● **Work item**
If a line holds the word "stone", copy it from the entries.

● **Records for processing**
^^^^^^^^^^^^^^^^

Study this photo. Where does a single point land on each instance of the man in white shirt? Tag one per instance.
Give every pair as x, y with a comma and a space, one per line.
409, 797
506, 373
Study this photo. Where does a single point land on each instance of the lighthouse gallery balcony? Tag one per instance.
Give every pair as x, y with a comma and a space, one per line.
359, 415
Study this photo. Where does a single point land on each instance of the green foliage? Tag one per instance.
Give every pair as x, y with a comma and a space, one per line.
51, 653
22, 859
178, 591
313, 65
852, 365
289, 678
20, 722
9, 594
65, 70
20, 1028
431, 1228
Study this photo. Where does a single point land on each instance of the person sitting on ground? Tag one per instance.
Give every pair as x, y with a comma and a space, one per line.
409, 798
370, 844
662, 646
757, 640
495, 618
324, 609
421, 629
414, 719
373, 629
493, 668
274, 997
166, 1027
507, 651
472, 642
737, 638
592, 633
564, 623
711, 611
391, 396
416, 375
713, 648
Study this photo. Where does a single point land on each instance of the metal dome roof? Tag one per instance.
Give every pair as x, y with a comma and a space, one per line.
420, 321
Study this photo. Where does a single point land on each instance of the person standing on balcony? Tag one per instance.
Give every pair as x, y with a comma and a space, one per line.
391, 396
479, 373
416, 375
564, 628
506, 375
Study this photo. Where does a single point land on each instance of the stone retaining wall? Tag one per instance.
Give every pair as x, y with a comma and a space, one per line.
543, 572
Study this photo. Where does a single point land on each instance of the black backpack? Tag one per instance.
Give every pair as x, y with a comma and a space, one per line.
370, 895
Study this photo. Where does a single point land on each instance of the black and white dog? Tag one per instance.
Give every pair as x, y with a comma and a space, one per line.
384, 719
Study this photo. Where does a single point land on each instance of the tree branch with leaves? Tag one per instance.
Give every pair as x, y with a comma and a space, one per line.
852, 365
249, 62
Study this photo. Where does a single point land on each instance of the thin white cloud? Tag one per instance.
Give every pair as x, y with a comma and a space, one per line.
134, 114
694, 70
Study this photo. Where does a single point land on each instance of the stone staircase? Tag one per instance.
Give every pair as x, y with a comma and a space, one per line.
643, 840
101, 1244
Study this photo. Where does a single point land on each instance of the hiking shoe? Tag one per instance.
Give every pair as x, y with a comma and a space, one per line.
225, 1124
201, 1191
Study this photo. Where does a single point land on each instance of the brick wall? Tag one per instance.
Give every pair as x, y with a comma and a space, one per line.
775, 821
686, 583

^^^^^^^^^^^^^^^^

● **Exercise answer**
Study this photo. Where does a single point land on each instance of the stone retaining wall? Tag one per instance.
Study this photo. Where does a single point land on each instance of the stone staircase? Tag one per instance.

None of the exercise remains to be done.